• Task objective: Retype exactly the lines from the one holding "Question. The photo above holds the adjacent" through the final line of the data, both included.

= Beginning of Section =

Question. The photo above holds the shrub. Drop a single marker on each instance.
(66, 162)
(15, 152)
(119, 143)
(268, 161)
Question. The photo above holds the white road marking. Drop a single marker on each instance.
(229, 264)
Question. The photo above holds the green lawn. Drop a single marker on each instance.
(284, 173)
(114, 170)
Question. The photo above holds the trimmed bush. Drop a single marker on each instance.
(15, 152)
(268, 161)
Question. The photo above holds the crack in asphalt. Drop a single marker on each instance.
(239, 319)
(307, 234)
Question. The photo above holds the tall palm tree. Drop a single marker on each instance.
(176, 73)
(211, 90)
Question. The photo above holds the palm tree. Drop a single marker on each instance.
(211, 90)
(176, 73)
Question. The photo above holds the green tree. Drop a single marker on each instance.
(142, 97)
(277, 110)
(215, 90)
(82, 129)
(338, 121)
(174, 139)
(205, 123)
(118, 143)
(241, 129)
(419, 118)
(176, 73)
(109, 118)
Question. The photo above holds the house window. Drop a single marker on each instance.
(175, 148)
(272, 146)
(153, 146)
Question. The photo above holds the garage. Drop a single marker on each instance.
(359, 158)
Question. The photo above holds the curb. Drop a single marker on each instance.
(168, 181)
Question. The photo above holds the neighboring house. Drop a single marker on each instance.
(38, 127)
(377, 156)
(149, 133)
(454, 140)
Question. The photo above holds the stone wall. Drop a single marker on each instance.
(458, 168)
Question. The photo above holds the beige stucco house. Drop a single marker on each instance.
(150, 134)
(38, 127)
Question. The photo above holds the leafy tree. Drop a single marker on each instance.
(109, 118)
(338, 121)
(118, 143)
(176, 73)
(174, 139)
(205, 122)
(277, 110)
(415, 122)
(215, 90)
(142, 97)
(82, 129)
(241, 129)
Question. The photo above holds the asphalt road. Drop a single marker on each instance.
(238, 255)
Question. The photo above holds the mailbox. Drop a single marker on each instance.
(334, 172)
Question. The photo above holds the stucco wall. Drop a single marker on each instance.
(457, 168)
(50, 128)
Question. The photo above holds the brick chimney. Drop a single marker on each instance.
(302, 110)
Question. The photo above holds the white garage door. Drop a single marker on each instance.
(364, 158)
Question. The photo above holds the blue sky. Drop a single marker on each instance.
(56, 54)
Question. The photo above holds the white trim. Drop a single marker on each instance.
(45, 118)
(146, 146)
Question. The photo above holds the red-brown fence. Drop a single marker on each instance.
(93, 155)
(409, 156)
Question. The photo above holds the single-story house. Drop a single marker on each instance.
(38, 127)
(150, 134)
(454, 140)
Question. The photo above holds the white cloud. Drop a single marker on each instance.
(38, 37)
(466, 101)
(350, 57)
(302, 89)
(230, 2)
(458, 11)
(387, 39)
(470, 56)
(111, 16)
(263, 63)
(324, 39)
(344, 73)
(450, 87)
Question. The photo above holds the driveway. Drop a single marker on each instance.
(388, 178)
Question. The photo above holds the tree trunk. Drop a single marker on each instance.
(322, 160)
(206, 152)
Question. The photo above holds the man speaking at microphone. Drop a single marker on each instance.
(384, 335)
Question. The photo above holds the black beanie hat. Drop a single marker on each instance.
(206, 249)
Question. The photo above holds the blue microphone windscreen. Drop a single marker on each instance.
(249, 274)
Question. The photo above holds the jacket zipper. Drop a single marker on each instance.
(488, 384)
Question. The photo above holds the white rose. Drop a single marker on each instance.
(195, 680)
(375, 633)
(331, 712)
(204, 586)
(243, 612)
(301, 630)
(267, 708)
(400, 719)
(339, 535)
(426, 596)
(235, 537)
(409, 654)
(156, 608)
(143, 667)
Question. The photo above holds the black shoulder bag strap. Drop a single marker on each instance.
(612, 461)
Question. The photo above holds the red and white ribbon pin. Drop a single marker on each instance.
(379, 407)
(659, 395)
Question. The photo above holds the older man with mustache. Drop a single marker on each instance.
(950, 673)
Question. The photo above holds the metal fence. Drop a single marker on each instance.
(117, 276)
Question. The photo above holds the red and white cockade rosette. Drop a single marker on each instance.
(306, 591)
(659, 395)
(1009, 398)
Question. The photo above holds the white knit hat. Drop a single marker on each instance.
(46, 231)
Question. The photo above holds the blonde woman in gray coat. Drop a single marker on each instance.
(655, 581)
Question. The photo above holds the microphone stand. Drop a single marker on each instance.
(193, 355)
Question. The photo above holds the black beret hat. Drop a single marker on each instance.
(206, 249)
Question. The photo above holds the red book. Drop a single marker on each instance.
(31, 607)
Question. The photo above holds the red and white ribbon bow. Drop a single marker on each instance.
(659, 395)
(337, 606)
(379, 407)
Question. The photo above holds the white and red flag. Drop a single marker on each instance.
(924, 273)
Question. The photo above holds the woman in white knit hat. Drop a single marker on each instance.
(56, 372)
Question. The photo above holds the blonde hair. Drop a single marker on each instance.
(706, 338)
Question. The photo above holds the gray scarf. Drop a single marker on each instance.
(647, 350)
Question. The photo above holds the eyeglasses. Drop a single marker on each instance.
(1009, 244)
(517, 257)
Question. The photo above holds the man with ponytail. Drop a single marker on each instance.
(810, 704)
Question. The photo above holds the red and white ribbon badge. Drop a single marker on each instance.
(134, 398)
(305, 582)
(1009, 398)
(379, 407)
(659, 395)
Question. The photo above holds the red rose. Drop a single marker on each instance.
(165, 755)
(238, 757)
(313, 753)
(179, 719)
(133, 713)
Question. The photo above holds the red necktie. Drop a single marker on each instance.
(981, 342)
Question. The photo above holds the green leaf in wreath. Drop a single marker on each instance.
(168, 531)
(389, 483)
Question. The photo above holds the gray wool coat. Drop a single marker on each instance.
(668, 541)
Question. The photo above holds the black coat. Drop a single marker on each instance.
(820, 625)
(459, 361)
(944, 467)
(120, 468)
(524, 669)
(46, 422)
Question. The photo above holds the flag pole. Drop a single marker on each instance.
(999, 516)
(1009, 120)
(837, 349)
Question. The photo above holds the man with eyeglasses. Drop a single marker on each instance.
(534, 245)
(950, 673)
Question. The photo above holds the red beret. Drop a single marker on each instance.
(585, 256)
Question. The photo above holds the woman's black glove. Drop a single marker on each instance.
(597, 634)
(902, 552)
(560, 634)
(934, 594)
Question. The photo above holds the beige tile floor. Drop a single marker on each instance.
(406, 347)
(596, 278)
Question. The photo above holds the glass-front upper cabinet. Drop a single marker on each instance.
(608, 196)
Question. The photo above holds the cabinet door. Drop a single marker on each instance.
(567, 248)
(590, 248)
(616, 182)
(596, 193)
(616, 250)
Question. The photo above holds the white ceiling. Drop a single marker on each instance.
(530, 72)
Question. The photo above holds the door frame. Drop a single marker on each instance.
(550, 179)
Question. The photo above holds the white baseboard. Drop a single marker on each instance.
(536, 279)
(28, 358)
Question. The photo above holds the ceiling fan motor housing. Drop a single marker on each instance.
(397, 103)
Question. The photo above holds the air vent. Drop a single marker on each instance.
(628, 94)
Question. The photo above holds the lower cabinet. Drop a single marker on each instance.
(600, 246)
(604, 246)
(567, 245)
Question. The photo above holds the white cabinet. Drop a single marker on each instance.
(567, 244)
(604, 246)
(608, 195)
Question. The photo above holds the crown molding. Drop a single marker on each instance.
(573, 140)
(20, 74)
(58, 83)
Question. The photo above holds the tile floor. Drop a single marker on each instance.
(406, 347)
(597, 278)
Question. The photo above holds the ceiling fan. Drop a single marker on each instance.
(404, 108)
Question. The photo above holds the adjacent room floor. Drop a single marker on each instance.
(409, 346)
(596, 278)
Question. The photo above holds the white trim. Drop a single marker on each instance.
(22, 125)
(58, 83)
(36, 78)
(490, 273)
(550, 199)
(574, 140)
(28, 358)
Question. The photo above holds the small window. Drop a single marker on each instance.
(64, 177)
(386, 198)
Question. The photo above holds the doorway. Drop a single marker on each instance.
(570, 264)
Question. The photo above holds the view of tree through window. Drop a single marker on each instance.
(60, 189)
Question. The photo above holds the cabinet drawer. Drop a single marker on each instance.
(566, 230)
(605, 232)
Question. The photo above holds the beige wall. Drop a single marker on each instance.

= End of Section =

• Final answer:
Question. The photo above holds the adjacent room floor. Drop a single marker on each instance.
(409, 346)
(596, 278)
Question. The photo above holds the white trim. Drop a single marker on each instance.
(22, 125)
(58, 83)
(36, 78)
(490, 273)
(550, 199)
(574, 140)
(28, 358)
Question. The photo above holds the small window. Drop a single marker on each instance.
(64, 177)
(386, 198)
Question. The photo above holds the doorway. Drop a single marker on each instance.
(570, 264)
Question. The photo above holds the view of tree through window. Drop a single marker on each instance.
(60, 189)
Question. The photo above holds the cabinet drawer. Drop a single marker on each instance.
(566, 230)
(605, 232)
Question. The photo above holds the beige wall. Drop a single marker on each instance.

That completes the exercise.